• _PROVIDED MATERIAL_
□ □ □ □

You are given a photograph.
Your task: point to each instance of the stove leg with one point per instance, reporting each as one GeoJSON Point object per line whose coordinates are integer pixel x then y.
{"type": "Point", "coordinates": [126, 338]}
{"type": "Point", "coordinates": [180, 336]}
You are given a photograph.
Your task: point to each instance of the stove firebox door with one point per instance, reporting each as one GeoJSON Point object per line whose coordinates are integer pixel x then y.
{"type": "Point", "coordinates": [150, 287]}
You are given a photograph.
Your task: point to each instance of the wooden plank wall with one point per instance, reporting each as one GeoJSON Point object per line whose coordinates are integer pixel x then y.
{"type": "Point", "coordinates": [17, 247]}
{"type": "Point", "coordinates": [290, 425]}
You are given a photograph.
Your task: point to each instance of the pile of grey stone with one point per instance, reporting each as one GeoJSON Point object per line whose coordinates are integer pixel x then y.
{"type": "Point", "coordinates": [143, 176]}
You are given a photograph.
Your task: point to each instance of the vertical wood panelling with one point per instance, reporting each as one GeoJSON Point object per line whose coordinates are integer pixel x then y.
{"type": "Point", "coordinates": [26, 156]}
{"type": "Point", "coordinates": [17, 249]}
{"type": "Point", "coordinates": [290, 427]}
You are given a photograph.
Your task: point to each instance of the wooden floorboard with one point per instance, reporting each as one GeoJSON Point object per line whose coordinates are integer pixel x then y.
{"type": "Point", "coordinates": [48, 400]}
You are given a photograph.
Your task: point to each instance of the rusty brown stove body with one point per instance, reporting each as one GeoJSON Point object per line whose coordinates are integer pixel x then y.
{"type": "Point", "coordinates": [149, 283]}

□ □ □ □

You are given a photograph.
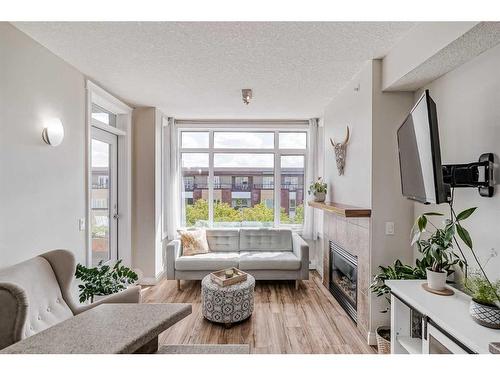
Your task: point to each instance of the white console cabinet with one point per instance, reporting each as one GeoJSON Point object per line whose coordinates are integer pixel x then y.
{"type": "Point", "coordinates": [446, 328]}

□ □ □ □

• _GOAL OF THE EXERCISE_
Find every line in the records that contains the word "wooden", matching case exactly, and copy each of those lines in full.

• _WRITTEN SOLUTION_
Your task: point to each instance of the wooden plank wall with one point per instance, reporting each as one GeoJSON Point object per line whose coordinates are integer pixel x then y.
Your task: point to each instance of the wooden floorboard with one point per instance, reporting each as one GeoJSON Point object per line whose coordinates are integer pixel x then y.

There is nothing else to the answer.